[DATA SECTION]
────────
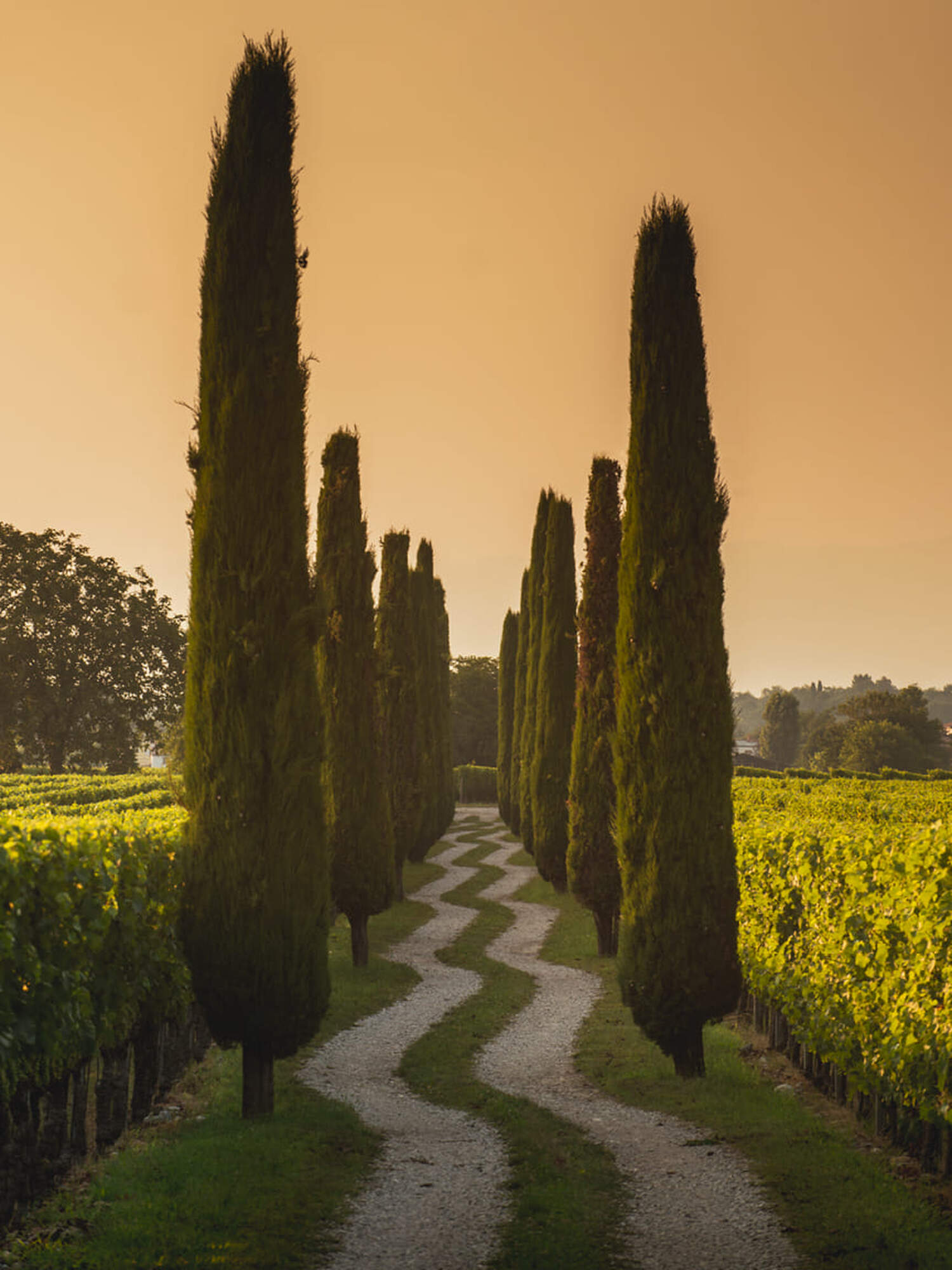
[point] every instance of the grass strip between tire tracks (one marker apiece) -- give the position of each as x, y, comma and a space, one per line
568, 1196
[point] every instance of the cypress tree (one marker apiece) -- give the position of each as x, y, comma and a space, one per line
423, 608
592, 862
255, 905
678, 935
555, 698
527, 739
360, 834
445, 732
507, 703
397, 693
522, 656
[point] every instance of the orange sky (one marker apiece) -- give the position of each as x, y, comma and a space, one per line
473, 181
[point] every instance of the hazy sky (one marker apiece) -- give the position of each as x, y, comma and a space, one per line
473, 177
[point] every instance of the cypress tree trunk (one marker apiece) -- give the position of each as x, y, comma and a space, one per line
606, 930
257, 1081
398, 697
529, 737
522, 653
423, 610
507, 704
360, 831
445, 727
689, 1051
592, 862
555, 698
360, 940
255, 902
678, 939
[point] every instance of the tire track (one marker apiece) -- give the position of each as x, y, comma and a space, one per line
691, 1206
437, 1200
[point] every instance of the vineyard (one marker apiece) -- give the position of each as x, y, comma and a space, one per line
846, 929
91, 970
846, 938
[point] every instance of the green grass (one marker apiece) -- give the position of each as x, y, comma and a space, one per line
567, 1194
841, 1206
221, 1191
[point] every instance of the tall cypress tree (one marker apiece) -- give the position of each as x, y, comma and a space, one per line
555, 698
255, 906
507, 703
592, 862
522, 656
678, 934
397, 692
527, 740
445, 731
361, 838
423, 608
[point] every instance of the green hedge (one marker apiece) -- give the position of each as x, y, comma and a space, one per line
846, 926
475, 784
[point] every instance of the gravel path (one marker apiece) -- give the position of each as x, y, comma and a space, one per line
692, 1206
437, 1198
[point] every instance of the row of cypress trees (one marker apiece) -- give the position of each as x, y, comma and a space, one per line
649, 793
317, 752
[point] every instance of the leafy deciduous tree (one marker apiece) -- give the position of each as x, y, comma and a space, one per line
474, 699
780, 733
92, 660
────────
[GIVEN TASK] Rewrite the stretch from "[point] every instance of the green hedge" through the end of the entries, replacing "gravel path" with "dirt path" and leaving everything else the same.

[SOLUTION TO THIS EXERCISE]
[point] every instance of the green hedge (one marker apiece) -- give the position of each as x, y, comma and a space, one per line
846, 926
475, 784
[point] every instance of the dirt path (one marker apiece) -- give the position of each as x, y, comma and a space, one per line
692, 1206
437, 1198
[point] every instance of the row of cypress trees (one marker apiece) -- give the position of each as x, y, comma and a space, one per line
649, 793
317, 752
[point] every instance of the leafy deciduous tree (one marker apiece) -- give the position of each as x, y, comma and a space, one per line
474, 699
780, 733
92, 660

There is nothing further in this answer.